Sekalipun terdapat mahasiswa-mahasiswa yang pro terhadap NRK, tetap saja berlangsung penolakan terhadap SK 0156/U/1978 itu yang berlangsung hampir di seluruh Perguruan Tinggi yang mempunyai Keluarga Mahasiswa (Student Government). Akibat perlawanan itu, sejumlah pimpinan mahasiswa ditangkap, sebagian diadili. Jumlah pimpinan mahasiswa yang ditangkap dan diadili itu terbanyak dibandingkan dengan zaman Hindia Belanda dan sepanjang Indonesia merdeka.

2.2. Ke Yogya, Hindari Kakak di Bandung
Ayah, Ibu, dan Airlangga sendiri tentu melihat betapa riuh-rendahnya aksi-aksi yang dilakukan mahasiswa kala menamatkan SMA. Penolakan NKK – BKK sedang terjadi di setiap kampus. Akan tetapi bukan kondisi itu yang membuat Airlangga lebih memilik masuk Jurusan Teknik Mesin, Fakultas Teknik, Universitas Gajah Mada (UGM) pada 1981, ketimbang almamater ayahnya, ITB. Pengakuan Airlangga, keberadaan kakak kandungnya Gunadarma sebagai aktivis mahasiswa ITB lebih memberi pengaruh kuat. Airlangga tidak mau berada dalam bayang-bayang area jelajah dan kebesaran sang kakak.

◆ Latihan Soal:
A. Salin tanpa perubahan bagian teks tentang Airlangga mulai dari "2.2. Ke Yogya, Hindari" hingga "kebesaran sang kakak.", termasuk kata-kata penutup itu.
B. Teruskan teks tentang pilihan kuliah Airlangga dengan bagian berikutnya, dimulai setelah kalimat terakhirnya.
Data berikut tidak ada kaitannya dengan teks di atas.

◆ Kumpulan Data:
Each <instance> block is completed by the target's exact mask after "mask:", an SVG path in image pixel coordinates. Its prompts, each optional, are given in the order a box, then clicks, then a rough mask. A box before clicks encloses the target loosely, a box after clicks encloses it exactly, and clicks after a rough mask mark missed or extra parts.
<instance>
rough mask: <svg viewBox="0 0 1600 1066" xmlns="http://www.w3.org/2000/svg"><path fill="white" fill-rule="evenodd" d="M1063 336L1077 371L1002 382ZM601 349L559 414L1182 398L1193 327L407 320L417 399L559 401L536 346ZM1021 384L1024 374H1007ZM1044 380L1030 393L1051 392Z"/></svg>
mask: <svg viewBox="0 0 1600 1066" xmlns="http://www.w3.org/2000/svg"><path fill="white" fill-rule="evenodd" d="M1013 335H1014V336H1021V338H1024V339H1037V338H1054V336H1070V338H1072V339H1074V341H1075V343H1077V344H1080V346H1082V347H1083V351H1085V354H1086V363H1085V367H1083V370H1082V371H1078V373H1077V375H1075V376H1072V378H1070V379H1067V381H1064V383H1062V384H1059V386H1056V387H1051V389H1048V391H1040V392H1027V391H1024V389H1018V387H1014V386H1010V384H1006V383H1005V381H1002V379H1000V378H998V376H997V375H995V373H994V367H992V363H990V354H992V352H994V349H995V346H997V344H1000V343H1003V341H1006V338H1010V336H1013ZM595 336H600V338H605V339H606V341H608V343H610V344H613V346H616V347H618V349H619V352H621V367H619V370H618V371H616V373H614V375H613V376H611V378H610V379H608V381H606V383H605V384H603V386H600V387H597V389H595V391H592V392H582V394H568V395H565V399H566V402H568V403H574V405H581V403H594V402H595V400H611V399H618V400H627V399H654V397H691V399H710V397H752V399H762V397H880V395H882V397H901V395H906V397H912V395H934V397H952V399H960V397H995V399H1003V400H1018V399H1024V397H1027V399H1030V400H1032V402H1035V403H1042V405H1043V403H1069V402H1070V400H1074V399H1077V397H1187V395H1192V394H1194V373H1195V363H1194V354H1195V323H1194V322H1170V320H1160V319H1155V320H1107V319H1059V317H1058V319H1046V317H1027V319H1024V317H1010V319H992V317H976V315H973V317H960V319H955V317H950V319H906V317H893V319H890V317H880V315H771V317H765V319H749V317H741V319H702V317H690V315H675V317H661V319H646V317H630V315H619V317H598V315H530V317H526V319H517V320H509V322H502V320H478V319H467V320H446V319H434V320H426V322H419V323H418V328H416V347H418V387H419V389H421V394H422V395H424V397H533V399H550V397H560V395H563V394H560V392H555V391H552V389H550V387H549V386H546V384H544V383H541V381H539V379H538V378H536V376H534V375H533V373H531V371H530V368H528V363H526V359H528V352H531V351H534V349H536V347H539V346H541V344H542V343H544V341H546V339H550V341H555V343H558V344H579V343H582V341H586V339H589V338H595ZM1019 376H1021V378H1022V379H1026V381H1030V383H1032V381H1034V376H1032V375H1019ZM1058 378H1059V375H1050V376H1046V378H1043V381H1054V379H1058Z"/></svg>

◆ Kunci Jawaban:
A.
2.2. Ke Yogya, Hindari Kakak di Bandung
Ayah, Ibu, dan Airlangga sendiri tentu melihat betapa riuh-rendahnya aksi-aksi yang dilakukan mahasiswa kala menamatkan SMA. Penolakan NKK – BKK sedang terjadi di setiap kampus. Akan tetapi bukan kondisi itu yang membuat Airlangga lebih memilik masuk Jurusan Teknik Mesin, Fakultas Teknik, Universitas Gajah Mada (UGM) pada 1981, ketimbang almamater ayahnya, ITB. Pengakuan Airlangga, keberadaan kakak kandungnya Gunadarma sebagai aktivis mahasiswa ITB lebih memberi pengaruh kuat. Airlangga tidak mau berada dalam bayang-bayang area jelajah dan kebesaran sang kakak.

B.
Kalau di masa lalu, barangkali persaingan antar pangeran dari raja-raja di Pulau Jawa, terutama, seakan mengalir dalam darah Airlangga. Pangeran yang lebih senang “membangun kerajaan sendiri” atau “menguasai kerajaan baru”, ketimbang menginjak tapal batas bekas jejak kaki sang kakak. Namun, tentu bukan itu yang dikehendaki oleh Airlangga. Kebisingan pergerakan mahasiswa di Bandung terlihat kurang menantang kehendak Airlangga guna mencari area permenungan yang lain. Yogyakarta, bagaimanapun, adalah pusat dari Kerajaan Ngayogyakarta yang tetap diakui sepanjang republik.

Tidak heran, ia begitu nyaman menyandang status sebagai mahasiswa UGM. Ia pun tak menunjukkan ego yang menonjol dalam dinamika perebutan pengaruh dengan mahasiswa lain, terutama kalangan aktivis organisasi. Kalangan aktivis sezaman mengingat Airlangga sebagai sosok yang mudah bergaul. Penampilan kesehariannya sama sekali tak memperlihatkan karakter anak-anak Menteng. Walau tetap saja sulit bagi siapapun berteman dekat secara pribadi dengannya.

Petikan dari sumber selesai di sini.